Can you render every one of the items below as a Markdown table with the columns "Row" and "Line", giving each line its own numbered row and leaving out blank lines?

** Start DATA PROVIDED **

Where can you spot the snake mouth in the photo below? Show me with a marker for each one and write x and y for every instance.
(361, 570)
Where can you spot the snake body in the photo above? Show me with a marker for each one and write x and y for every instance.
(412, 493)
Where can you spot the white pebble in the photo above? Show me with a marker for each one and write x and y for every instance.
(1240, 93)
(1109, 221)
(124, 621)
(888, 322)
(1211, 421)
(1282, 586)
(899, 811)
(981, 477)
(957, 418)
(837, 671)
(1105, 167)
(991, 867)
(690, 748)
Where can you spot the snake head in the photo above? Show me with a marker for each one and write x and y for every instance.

** End DATA PROVIDED **

FULL ANSWER:
| Row | Line |
|---|---|
| 1 | Where can you spot the snake mouth in the photo below? Show me with a marker for each one and write x and y for every instance. |
| 2 | (361, 570) |
| 3 | Where can you spot the snake body in the photo above? Show me with a marker for each one and write x and y for every instance. |
| 4 | (412, 493) |
| 5 | Where can you spot the white pebble in the photo above? Show me with a marker for each one and write x and y for every instance. |
| 6 | (1240, 93) |
| 7 | (1109, 221) |
| 8 | (124, 621) |
| 9 | (888, 322) |
| 10 | (1211, 421) |
| 11 | (1282, 586) |
| 12 | (899, 811) |
| 13 | (981, 477) |
| 14 | (957, 418) |
| 15 | (837, 671) |
| 16 | (1105, 167) |
| 17 | (991, 867) |
| 18 | (690, 748) |
| 19 | Where can you spot the snake head in the photo above? Show me with a marker for each one and write x and y for every instance. |